[Page text]
▶
Wednesday, August 25, 2010

Malware may have contributed to airline crash

A recent story is that "Malware may have been a contributory cause of a fatal Spanair crash that killed 154 people two years ago." (See this link for the full story.)  The gist of the scenario is that a diagnostic monitoring computer (presumably that runs Windows) got infected with malware and stopped monitoring. The loss of monitoring meant nobody knew when problems occurred. Also, it meant that a warning system didn't work, so it didn't catch a critical pilot error upon takeoff.  The pilots made the error, but the warning system didn't tell them they had made a mistake, and so the plane crashed.

If the above scenario is verified by the investigation, in one sense this is a classic critical system failure in which multiple things had to go wrong to result in a loss event  (operators make a mistake AND operators fail to catch their own mistake with checklists AND automated warning system fails).
But what is a bit novel is that one of the failures was caused by malware, even if it wasn't intentionally targeted at aircraft. So the security problem didn't on its own cause the crash, but it tangibly contributed to the crash by removing a layer of safety.

Now, let's fast-forward to the future. What if someone created malware that would modify pilot checklists?  (I know pilots are trained to know the checklists, but in a stressful situation someone could easily fall for a craftily bogus checklist.)   What if someone intentionally attacked the warning system and caused some more subtle failure?  For example, what if you managed to get all the aircraft in a fleet to give a bogus alarm on every takeoff attempt, and put in a time delay so it would happen on a particular day?

Security problems for embedded systems are going to get a lot worse unless people start taking this threat more seriously. This is just the tip of the iceberg. Hopefully things will get better sooner rather than later.
◀
[Exercise instructions]
#1 Reproduce the blog post on malware and the airline crash word for word from "Malware may have contributed" to "the plane crashed.".
#2 According to the blog post on malware and the airline crash, how many people were killed in the Spanair crash?

[Supplied records]
▶
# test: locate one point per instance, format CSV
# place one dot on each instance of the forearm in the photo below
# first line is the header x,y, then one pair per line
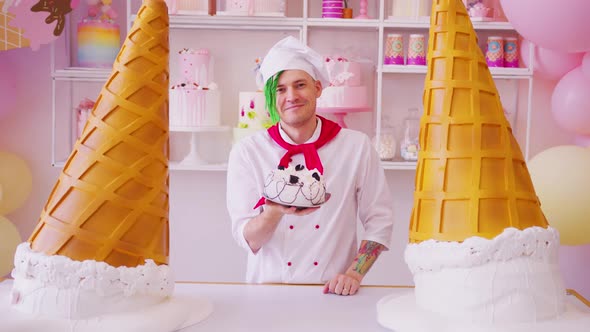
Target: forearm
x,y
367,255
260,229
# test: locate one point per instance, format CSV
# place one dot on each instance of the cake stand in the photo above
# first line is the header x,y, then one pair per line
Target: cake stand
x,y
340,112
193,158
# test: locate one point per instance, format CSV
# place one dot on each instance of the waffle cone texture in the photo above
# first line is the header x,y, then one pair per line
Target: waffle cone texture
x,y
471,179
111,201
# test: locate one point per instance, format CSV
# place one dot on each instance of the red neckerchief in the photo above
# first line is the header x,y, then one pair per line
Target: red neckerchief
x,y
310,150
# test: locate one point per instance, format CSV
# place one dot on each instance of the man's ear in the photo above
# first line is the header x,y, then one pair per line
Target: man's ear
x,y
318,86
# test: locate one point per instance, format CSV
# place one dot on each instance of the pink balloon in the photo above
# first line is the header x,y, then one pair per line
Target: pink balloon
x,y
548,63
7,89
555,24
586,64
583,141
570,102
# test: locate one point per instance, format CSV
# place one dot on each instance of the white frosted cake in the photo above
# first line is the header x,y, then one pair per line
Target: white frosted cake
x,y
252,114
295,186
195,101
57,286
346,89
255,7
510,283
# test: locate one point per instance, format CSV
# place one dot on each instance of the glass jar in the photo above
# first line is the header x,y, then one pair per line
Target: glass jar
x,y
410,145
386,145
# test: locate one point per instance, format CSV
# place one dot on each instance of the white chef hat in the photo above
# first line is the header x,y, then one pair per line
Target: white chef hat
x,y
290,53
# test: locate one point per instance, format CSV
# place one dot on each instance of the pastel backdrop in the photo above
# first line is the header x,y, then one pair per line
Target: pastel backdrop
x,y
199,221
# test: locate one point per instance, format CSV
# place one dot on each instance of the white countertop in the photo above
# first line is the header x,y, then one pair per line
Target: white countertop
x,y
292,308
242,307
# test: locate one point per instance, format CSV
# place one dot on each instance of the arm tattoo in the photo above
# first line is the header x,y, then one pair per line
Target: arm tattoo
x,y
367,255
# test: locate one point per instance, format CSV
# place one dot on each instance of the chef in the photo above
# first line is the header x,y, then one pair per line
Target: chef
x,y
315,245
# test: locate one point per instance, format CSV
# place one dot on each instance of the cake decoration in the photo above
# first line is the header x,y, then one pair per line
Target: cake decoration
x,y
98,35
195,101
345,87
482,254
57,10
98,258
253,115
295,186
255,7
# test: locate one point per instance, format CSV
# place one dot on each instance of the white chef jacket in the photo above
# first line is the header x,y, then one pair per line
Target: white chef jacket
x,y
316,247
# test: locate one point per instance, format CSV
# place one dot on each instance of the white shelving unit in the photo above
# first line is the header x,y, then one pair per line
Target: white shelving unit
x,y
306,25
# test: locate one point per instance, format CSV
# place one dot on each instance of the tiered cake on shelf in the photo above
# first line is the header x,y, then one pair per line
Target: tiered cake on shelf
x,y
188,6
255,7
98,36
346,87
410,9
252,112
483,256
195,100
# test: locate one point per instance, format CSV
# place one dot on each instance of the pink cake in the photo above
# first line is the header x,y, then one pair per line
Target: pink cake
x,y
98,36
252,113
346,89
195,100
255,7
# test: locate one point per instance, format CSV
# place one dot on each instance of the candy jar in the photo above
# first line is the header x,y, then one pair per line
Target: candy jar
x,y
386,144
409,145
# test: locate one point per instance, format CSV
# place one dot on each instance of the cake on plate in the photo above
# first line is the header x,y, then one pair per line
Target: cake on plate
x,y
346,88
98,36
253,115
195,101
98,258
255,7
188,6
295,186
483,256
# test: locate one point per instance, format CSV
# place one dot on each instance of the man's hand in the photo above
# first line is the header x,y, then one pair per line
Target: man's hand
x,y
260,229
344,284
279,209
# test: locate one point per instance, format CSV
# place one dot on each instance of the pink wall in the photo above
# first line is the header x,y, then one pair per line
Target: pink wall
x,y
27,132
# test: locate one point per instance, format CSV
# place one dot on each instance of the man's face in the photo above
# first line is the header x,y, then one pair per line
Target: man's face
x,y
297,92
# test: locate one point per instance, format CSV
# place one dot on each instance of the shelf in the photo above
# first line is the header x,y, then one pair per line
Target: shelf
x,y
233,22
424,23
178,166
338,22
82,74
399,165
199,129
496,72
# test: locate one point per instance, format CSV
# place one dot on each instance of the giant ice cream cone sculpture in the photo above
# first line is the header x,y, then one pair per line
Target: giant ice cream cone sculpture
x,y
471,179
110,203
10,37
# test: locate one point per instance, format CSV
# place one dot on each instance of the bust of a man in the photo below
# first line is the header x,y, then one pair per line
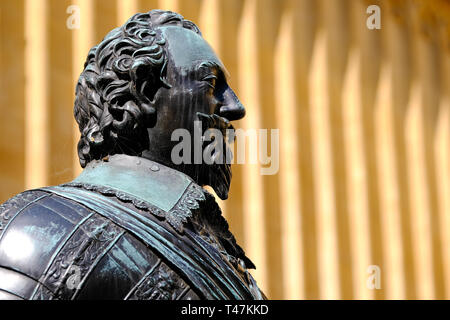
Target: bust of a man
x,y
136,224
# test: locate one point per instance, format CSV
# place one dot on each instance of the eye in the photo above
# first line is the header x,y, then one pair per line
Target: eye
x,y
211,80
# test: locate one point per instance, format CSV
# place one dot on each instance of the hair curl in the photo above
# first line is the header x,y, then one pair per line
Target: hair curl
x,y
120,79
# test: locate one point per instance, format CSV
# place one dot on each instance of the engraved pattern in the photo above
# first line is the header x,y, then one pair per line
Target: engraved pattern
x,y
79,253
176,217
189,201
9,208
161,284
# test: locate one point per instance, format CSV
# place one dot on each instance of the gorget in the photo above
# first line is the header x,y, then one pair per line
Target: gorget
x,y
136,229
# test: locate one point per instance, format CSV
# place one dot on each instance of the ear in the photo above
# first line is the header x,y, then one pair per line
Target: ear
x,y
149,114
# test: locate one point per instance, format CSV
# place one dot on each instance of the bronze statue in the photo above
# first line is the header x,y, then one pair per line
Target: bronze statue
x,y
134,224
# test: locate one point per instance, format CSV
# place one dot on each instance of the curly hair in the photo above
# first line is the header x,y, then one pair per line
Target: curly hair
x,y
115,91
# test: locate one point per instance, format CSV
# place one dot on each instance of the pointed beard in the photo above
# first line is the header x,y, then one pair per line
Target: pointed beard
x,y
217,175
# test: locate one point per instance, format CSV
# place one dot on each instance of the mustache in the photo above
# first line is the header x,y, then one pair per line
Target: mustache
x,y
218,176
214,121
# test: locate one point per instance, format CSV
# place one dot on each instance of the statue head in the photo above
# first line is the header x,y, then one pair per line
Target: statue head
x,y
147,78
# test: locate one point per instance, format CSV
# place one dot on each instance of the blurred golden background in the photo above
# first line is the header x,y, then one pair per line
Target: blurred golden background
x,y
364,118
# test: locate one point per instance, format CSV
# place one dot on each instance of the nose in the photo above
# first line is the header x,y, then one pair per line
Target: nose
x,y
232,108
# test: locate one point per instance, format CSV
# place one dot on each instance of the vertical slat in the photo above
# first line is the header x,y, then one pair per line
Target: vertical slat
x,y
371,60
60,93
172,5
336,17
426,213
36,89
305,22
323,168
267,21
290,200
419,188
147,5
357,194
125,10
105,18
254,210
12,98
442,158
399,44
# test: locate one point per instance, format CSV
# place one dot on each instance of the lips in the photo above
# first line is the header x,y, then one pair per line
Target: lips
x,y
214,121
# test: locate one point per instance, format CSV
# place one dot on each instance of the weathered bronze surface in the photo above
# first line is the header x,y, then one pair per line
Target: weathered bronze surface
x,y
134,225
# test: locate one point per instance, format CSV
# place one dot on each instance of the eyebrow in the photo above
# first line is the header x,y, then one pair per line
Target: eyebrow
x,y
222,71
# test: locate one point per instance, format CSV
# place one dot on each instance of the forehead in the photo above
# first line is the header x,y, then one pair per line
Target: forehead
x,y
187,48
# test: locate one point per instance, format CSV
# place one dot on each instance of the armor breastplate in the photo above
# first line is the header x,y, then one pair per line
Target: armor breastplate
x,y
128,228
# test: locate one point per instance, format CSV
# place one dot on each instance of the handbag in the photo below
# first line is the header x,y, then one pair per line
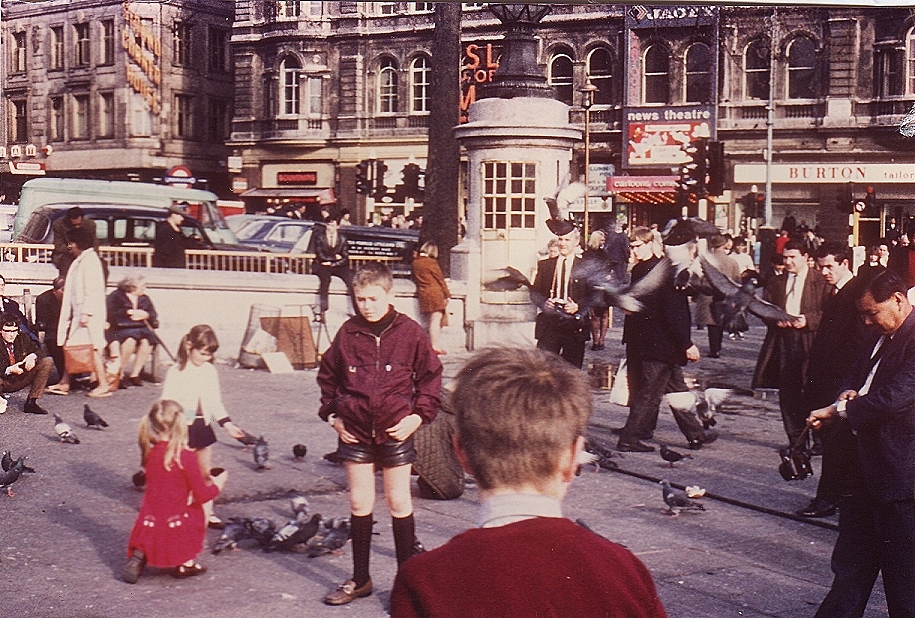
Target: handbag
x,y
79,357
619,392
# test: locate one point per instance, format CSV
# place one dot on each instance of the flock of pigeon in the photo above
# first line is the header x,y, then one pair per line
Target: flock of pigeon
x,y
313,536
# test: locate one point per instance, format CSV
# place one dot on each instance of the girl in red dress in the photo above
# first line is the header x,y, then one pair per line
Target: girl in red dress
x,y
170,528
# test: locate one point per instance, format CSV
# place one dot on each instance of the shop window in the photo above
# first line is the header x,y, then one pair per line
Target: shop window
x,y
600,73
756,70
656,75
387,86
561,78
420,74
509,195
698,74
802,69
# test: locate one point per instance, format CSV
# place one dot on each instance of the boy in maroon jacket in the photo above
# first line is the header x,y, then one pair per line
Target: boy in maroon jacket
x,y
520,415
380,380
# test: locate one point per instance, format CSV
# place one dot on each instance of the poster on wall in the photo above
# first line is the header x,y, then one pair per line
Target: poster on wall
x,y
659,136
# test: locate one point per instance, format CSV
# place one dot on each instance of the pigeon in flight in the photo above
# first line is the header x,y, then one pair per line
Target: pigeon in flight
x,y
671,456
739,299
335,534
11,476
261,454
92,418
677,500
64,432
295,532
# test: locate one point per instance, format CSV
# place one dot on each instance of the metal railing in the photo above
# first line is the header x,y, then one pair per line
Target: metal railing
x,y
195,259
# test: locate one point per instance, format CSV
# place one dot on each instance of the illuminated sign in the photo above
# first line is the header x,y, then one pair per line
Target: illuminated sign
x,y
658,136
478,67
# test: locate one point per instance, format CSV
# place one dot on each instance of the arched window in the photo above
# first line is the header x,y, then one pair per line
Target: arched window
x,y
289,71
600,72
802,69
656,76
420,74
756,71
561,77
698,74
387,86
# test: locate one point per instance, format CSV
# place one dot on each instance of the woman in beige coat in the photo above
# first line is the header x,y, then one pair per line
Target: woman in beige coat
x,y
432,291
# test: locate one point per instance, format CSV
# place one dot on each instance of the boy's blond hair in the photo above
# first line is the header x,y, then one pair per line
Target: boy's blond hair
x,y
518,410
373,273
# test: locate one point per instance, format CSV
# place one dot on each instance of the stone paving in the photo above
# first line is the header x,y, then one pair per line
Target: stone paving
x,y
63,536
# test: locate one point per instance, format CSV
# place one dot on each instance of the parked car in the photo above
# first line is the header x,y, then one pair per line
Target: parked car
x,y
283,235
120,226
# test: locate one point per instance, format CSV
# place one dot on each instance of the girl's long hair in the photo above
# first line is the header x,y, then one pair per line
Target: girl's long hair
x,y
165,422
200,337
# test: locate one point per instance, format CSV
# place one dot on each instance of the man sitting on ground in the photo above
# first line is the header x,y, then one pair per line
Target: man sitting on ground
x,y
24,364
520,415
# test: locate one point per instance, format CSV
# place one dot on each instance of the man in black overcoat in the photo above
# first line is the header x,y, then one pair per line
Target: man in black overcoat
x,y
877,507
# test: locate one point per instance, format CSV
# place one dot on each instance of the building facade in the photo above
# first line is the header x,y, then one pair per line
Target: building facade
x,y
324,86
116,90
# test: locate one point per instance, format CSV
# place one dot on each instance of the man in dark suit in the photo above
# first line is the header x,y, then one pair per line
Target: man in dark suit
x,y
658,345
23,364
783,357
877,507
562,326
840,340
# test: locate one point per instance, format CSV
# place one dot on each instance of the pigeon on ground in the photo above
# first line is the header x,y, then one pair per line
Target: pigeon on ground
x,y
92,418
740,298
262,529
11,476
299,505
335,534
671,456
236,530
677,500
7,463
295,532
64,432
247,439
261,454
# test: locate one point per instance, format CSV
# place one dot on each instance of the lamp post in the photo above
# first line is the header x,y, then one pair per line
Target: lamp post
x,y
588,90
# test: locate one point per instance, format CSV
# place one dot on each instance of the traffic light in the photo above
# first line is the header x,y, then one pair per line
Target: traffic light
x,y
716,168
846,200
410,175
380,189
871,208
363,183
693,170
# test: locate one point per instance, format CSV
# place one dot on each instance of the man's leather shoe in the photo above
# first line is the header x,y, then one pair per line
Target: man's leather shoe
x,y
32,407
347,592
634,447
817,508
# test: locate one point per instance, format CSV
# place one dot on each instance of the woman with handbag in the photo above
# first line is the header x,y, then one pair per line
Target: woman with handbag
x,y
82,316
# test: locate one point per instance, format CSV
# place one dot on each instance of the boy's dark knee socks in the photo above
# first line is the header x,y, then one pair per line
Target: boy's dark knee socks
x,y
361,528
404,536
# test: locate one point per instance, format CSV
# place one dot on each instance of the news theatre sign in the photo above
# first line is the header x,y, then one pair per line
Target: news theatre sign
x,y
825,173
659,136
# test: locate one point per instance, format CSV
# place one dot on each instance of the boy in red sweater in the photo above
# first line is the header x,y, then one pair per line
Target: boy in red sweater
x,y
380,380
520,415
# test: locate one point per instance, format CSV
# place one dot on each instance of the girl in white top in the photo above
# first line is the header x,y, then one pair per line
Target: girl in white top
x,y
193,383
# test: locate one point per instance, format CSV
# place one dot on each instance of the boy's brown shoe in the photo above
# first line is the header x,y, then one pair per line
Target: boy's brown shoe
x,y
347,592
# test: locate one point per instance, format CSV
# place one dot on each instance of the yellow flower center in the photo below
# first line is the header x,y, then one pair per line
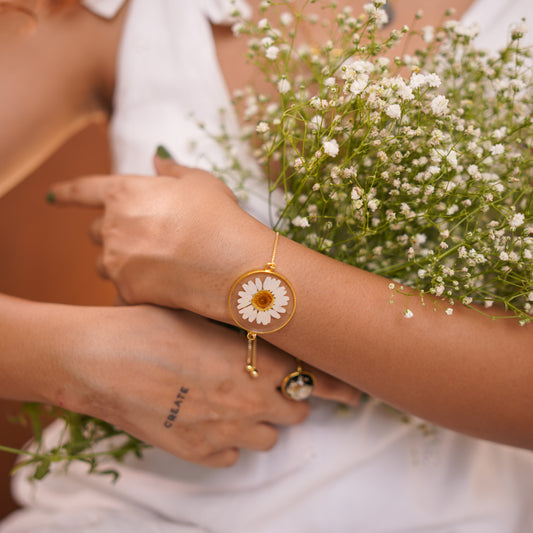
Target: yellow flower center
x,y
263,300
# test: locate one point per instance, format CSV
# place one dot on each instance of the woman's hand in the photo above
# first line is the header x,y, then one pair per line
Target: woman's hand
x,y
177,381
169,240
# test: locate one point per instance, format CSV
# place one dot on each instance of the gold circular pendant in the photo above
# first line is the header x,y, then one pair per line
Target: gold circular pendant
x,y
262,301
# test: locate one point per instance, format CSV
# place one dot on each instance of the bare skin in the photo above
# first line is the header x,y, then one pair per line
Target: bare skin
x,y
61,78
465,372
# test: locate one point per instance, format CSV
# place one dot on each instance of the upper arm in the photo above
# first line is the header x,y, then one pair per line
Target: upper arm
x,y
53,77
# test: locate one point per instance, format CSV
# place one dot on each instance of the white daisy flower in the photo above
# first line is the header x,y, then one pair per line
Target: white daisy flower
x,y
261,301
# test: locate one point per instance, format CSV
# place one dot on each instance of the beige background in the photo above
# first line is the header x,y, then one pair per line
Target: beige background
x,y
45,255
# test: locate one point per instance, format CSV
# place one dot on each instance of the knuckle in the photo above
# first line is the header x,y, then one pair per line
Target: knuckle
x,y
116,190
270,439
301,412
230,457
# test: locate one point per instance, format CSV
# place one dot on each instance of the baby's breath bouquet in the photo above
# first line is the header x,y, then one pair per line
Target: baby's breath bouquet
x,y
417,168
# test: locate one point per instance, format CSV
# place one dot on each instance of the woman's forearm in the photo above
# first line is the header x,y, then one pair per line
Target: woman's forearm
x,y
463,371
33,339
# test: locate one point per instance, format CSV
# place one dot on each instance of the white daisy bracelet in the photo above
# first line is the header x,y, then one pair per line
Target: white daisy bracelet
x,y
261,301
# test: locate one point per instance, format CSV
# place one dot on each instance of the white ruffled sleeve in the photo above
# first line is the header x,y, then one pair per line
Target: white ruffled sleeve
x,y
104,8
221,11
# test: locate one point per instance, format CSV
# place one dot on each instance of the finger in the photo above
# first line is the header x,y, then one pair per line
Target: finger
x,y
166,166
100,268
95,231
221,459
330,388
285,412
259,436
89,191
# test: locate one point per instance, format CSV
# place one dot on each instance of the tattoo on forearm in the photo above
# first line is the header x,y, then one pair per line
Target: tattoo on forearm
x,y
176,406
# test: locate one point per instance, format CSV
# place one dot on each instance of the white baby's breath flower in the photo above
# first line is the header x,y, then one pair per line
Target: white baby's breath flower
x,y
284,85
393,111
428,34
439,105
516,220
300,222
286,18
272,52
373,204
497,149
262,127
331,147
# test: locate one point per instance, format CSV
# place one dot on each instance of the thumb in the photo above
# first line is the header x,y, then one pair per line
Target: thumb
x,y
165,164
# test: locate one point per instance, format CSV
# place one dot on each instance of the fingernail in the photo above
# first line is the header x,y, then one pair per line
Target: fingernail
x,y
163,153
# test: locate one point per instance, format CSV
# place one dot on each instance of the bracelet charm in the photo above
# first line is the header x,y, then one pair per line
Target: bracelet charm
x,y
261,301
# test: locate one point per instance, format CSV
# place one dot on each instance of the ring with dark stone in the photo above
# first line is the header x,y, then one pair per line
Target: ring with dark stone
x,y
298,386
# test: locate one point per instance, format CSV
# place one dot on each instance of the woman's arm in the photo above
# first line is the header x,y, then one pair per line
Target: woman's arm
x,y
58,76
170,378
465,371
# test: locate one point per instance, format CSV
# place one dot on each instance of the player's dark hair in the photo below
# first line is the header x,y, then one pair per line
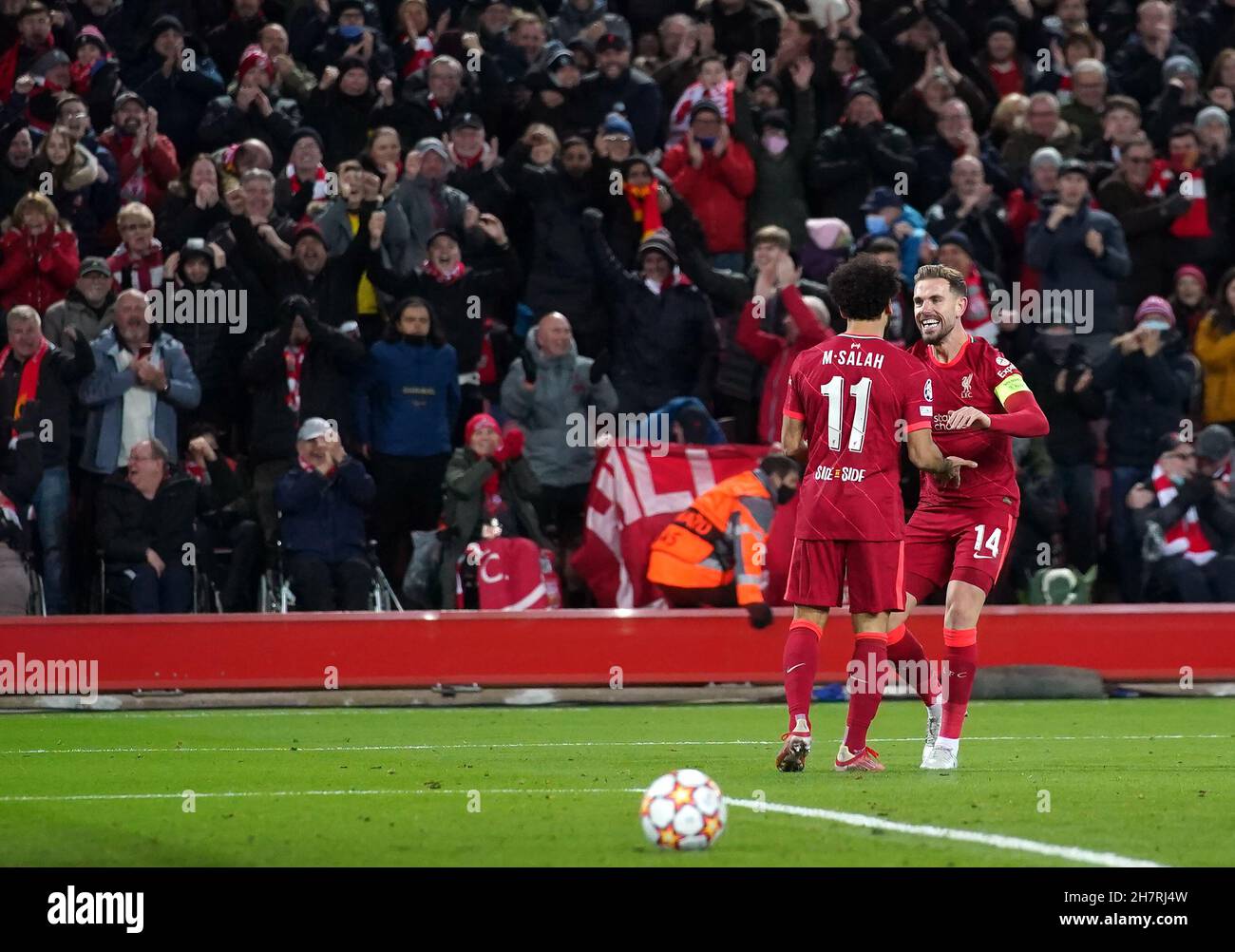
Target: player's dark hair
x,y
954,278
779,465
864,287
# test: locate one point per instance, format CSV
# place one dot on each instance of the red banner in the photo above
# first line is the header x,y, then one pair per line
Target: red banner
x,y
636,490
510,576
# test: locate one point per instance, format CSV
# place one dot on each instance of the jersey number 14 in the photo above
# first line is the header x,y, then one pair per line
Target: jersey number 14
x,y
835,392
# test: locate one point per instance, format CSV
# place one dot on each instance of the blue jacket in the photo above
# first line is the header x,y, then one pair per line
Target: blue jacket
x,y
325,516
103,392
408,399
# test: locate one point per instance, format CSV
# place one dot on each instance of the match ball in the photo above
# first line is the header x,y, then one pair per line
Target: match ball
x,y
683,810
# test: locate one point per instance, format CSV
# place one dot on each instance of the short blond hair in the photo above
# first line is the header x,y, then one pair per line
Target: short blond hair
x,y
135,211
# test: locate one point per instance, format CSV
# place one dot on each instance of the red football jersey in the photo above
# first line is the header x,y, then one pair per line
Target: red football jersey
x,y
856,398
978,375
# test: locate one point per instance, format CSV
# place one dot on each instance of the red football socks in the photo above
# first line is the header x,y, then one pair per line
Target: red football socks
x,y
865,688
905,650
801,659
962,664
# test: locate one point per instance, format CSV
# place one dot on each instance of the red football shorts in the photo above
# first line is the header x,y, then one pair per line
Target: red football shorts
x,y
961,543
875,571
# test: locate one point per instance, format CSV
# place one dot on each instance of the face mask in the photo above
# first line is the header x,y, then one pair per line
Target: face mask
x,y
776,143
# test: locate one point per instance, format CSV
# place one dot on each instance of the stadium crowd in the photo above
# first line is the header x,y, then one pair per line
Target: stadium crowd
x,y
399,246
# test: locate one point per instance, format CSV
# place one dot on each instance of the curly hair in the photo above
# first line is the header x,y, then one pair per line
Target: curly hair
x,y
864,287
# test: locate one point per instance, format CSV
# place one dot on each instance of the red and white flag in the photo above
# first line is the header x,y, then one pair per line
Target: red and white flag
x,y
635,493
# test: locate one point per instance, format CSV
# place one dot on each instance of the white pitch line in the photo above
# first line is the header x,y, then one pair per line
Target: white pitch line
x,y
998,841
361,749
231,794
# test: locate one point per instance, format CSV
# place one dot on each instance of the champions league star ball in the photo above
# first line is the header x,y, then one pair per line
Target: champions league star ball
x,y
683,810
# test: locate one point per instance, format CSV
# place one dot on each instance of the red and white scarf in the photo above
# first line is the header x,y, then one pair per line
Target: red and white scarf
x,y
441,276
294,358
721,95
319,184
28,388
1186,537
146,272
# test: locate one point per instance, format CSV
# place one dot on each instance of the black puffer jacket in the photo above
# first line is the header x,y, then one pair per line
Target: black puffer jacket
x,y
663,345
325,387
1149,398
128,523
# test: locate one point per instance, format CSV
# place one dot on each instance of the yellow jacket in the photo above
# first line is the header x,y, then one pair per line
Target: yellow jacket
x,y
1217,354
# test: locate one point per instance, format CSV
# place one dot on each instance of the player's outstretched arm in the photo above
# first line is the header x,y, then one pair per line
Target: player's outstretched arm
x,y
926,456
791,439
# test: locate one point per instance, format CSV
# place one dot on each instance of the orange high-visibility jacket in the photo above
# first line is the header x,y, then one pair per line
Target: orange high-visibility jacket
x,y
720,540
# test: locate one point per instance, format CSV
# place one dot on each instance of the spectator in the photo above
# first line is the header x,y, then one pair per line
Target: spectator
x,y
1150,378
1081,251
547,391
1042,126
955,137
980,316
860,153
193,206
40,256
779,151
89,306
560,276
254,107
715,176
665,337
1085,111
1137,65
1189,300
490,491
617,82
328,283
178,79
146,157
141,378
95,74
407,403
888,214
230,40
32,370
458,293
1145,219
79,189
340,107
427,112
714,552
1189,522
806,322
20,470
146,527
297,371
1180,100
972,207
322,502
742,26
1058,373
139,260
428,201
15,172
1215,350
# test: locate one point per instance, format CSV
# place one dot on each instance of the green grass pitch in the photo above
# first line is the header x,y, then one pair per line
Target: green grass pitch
◀
[Solution list]
#1
Malware may have contributed to airline crash

A recent story is that "Malware may have been a contributory cause of a fatal Spanair crash that killed 154 people two years ago." (See this link for the full story.)  The gist of the scenario is that a diagnostic monitoring computer (presumably that runs Windows) got infected with malware and stopped monitoring. The loss of monitoring meant nobody knew when problems occurred. Also, it meant that a warning system didn't work, so it didn't catch a critical pilot error upon takeoff.  The pilots made the error, but the warning system didn't tell them they had made a mistake, and so the plane crashed.

#2 154 people were killed.